Data records:

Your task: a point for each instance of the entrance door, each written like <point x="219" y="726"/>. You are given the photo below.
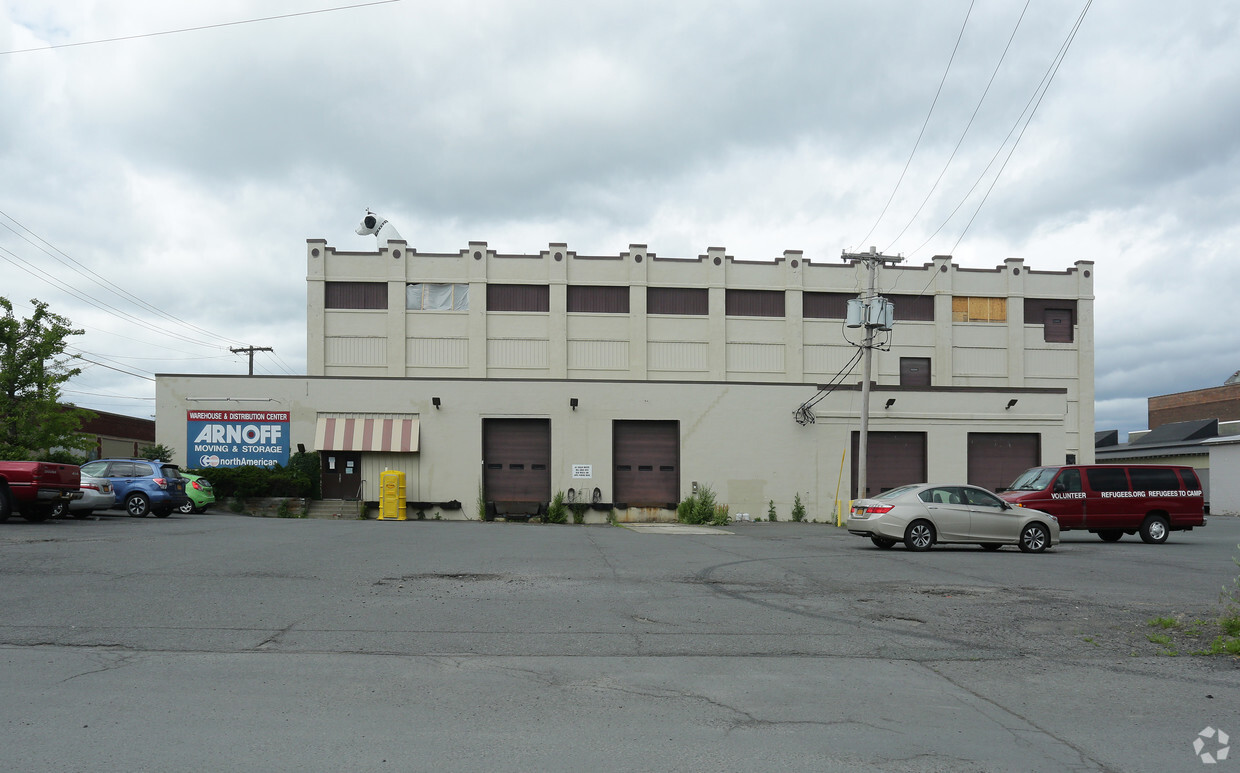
<point x="646" y="455"/>
<point x="996" y="458"/>
<point x="516" y="460"/>
<point x="894" y="459"/>
<point x="341" y="474"/>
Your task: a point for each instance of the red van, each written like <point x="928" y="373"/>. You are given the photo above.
<point x="1112" y="500"/>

▸ **Instructions to follow**: Scale the data above by rewriting every line, requests included, with each x and y coordinate in the answer points multiplied by 1.55 and rounded to the nearest whole number, halves rounding up. Keep the sample points inside the requests unchanged, and leave the pictures out of your answer.

▸ **Solution to the problem**:
Your task: a point for each instance of the entrance door, each written like <point x="219" y="726"/>. You are given the photo below.
<point x="1001" y="705"/>
<point x="1544" y="710"/>
<point x="800" y="713"/>
<point x="1386" y="711"/>
<point x="529" y="735"/>
Your task: a point for each instance of the red van, each written like <point x="928" y="373"/>. You are given the photo above.
<point x="1724" y="775"/>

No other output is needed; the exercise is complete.